• The exercise
Copy out every line of the detection data below verbatim, without any alteration.

(Detection data)
○ ○ ○

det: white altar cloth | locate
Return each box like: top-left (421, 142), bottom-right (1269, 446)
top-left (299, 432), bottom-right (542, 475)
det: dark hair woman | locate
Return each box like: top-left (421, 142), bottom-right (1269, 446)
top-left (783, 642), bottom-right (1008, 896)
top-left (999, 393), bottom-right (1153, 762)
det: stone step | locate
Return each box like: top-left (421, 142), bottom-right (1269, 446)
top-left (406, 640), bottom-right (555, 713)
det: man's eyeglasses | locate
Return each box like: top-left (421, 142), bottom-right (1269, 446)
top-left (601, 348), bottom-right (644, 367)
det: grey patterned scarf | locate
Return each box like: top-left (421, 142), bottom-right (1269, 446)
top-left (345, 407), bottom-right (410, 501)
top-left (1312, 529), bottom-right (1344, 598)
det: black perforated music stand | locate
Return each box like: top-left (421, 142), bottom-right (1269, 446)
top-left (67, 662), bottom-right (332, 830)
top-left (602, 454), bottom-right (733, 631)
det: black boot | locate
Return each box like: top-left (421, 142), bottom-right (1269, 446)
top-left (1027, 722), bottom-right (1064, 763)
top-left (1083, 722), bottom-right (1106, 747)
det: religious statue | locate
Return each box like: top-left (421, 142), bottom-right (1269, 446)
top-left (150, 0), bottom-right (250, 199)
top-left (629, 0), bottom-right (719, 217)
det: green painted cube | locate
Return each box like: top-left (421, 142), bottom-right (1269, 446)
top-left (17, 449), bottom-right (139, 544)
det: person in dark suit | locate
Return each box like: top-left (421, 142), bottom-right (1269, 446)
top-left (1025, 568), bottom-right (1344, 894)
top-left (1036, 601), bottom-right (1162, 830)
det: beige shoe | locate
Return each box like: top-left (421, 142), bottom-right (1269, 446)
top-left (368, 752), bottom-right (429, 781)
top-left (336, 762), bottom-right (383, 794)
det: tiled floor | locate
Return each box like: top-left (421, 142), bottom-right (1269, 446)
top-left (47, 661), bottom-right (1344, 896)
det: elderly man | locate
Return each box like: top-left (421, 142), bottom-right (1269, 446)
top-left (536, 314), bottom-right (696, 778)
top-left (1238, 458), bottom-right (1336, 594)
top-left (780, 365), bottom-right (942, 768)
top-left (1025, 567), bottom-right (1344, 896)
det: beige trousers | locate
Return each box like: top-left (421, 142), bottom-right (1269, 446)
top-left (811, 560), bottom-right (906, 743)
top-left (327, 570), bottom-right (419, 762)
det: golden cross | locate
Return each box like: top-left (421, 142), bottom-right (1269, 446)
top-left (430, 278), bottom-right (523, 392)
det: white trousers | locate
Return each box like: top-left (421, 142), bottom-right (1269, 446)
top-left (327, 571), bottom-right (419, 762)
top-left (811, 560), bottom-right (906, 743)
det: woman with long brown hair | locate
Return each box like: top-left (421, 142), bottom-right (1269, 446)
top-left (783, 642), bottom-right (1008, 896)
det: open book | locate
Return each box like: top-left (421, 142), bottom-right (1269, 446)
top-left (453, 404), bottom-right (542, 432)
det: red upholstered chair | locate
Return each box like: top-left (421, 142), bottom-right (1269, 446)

○ ○ ○

• Exercise response
det: white altar cloth | locate
Return each box like: top-left (421, 142), bottom-right (1269, 446)
top-left (299, 432), bottom-right (542, 475)
det: dark hair woman | locate
Return each box like: top-left (421, 142), bottom-right (1269, 446)
top-left (783, 642), bottom-right (1008, 896)
top-left (999, 393), bottom-right (1153, 762)
det: stone step | locate
Return each box like: top-left (421, 142), bottom-right (1269, 446)
top-left (406, 640), bottom-right (555, 713)
det: man's eyeglasses | locate
Return each box like: top-left (421, 142), bottom-right (1269, 446)
top-left (601, 348), bottom-right (644, 367)
det: grey patterned scarf | locate
Return each box like: top-left (421, 142), bottom-right (1269, 446)
top-left (345, 407), bottom-right (410, 501)
top-left (1312, 529), bottom-right (1344, 598)
det: black perforated music stand | locate
Return each box like: top-left (421, 142), bottom-right (1269, 446)
top-left (67, 662), bottom-right (332, 830)
top-left (602, 454), bottom-right (733, 631)
det: black boot | locate
Return each box like: top-left (421, 142), bottom-right (1269, 446)
top-left (1027, 722), bottom-right (1064, 763)
top-left (1083, 722), bottom-right (1106, 747)
det: religious statue | locate
Return each box like: top-left (421, 142), bottom-right (1269, 446)
top-left (150, 0), bottom-right (250, 199)
top-left (629, 0), bottom-right (719, 217)
det: green painted cube | locate
Return each box like: top-left (421, 142), bottom-right (1269, 446)
top-left (17, 449), bottom-right (139, 544)
det: person in dark suit | locate
Return each box like: top-left (421, 142), bottom-right (1269, 446)
top-left (1025, 568), bottom-right (1344, 894)
top-left (1036, 601), bottom-right (1162, 830)
det: beige shoe | locate
Return each box like: top-left (421, 142), bottom-right (1269, 446)
top-left (368, 752), bottom-right (429, 781)
top-left (336, 762), bottom-right (383, 794)
det: tiled floor | locate
Return each box like: top-left (421, 142), bottom-right (1269, 446)
top-left (47, 661), bottom-right (1344, 896)
det: elderly man | locate
Return each box like: top-left (421, 142), bottom-right (1269, 446)
top-left (536, 314), bottom-right (696, 778)
top-left (1238, 458), bottom-right (1336, 594)
top-left (780, 365), bottom-right (942, 768)
top-left (1025, 567), bottom-right (1344, 896)
det: beige trousers | locate
Return each box like: top-left (421, 142), bottom-right (1269, 446)
top-left (811, 560), bottom-right (906, 743)
top-left (327, 570), bottom-right (419, 762)
det: golden cross | locate
Return each box like: top-left (421, 142), bottom-right (1269, 446)
top-left (430, 278), bottom-right (523, 392)
det: white trousers | locate
Return each box like: top-left (421, 142), bottom-right (1269, 446)
top-left (327, 571), bottom-right (419, 762)
top-left (811, 560), bottom-right (906, 743)
det: woman with long brown hair | locate
Return each box like: top-left (421, 142), bottom-right (1269, 446)
top-left (783, 642), bottom-right (1008, 896)
det: open book | locate
Return each box like: top-left (421, 142), bottom-right (1269, 446)
top-left (453, 404), bottom-right (542, 432)
det: red upholstered chair | locate
Return each box like: top-left (421, 142), bottom-right (1269, 446)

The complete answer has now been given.